_Given problem_
Copy the items below word for word, beginning at the line that contains "Mark every instance of the blurred" and continuing through the final line of the items. Leave the pictures out of your copy.

Position identification records:
———
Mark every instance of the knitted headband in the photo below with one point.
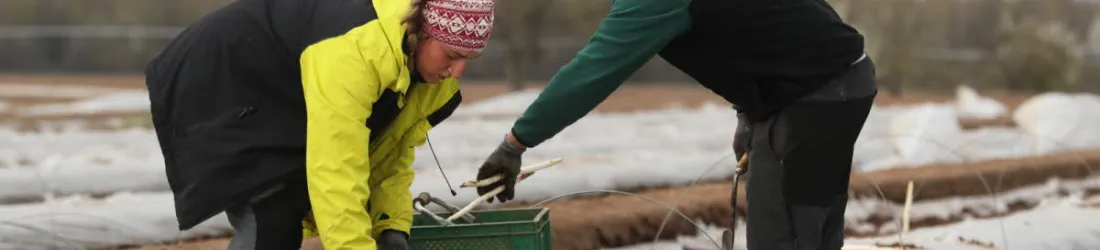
(460, 24)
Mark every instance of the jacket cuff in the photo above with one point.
(520, 140)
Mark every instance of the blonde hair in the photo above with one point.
(414, 20)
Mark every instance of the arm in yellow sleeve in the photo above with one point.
(392, 195)
(340, 86)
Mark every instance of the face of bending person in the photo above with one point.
(437, 62)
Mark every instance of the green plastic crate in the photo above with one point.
(523, 229)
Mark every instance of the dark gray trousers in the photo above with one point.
(800, 161)
(271, 220)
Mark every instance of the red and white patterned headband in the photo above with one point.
(460, 24)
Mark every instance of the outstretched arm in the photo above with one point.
(631, 34)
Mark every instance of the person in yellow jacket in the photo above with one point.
(300, 117)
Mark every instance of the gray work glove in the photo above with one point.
(743, 138)
(393, 240)
(504, 160)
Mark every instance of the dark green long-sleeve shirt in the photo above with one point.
(634, 32)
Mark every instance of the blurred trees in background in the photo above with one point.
(917, 44)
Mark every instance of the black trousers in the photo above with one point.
(800, 161)
(271, 220)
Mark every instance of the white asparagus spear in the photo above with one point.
(524, 171)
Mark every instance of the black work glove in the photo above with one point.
(393, 240)
(504, 160)
(743, 137)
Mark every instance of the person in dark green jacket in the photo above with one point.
(795, 74)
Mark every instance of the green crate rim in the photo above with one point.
(539, 225)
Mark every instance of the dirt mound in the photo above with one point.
(617, 220)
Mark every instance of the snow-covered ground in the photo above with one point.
(1057, 224)
(602, 151)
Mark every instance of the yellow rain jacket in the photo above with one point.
(359, 177)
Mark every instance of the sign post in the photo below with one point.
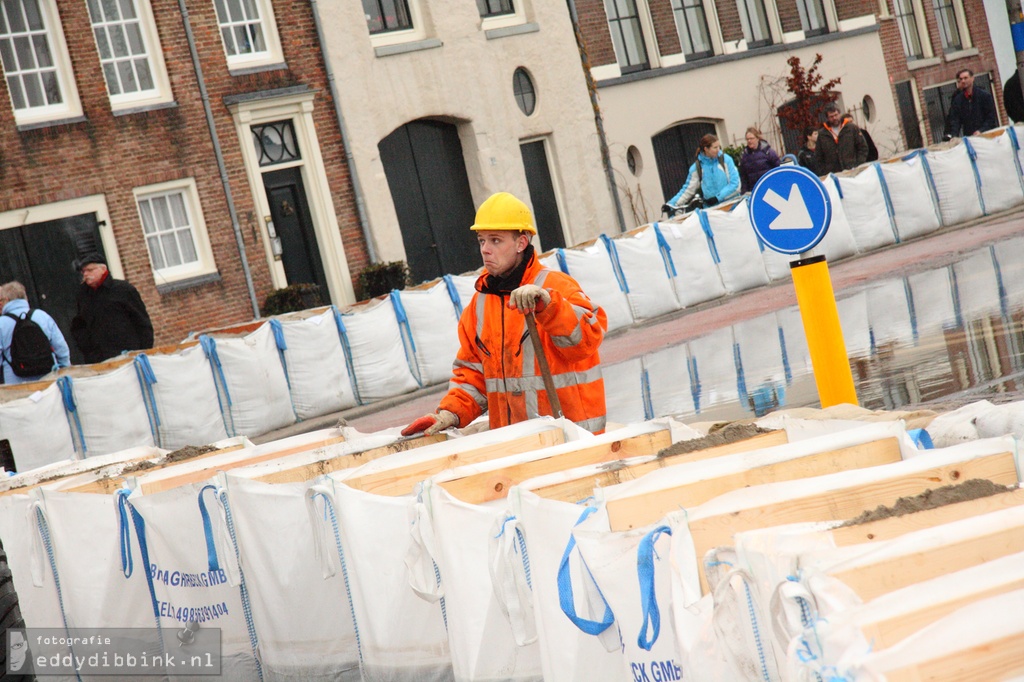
(791, 212)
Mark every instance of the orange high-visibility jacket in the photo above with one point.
(496, 369)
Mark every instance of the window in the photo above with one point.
(35, 61)
(624, 22)
(812, 17)
(945, 16)
(248, 31)
(907, 22)
(755, 20)
(387, 15)
(174, 230)
(691, 23)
———
_Output for this task_
Mark every instance of the blurred trees in background in the photo above with one point.
(917, 44)
Mark every instance of the black trousers in the photo above with one point.
(800, 161)
(271, 220)
Mark every instance of the white asparagus spear in the photo above with one point.
(524, 171)
Mark every instance of the black work glove in the photo above with one point.
(393, 240)
(504, 160)
(743, 137)
Mark every instance of the person in dark green jacket in the photo above with one point.
(795, 74)
Mark every instance of the green crate rim in the photo above with one point.
(539, 225)
Mark every instance of the dirt mound in the photo above with one point.
(617, 220)
Mark every instance of the snow-covered ground in the photo above with one point.
(1057, 224)
(602, 151)
Mark every instance of the yellow rain jacket in the photo above with one point.
(359, 177)
Mark every instance of the sign post in the photo below with one point.
(791, 212)
Mark every instance of the orange high-visibility jacket in the photo above with one point.
(496, 369)
Mark every instance of the window in the photo above with one point.
(35, 61)
(624, 22)
(812, 17)
(945, 16)
(248, 31)
(907, 22)
(755, 20)
(387, 15)
(174, 230)
(691, 23)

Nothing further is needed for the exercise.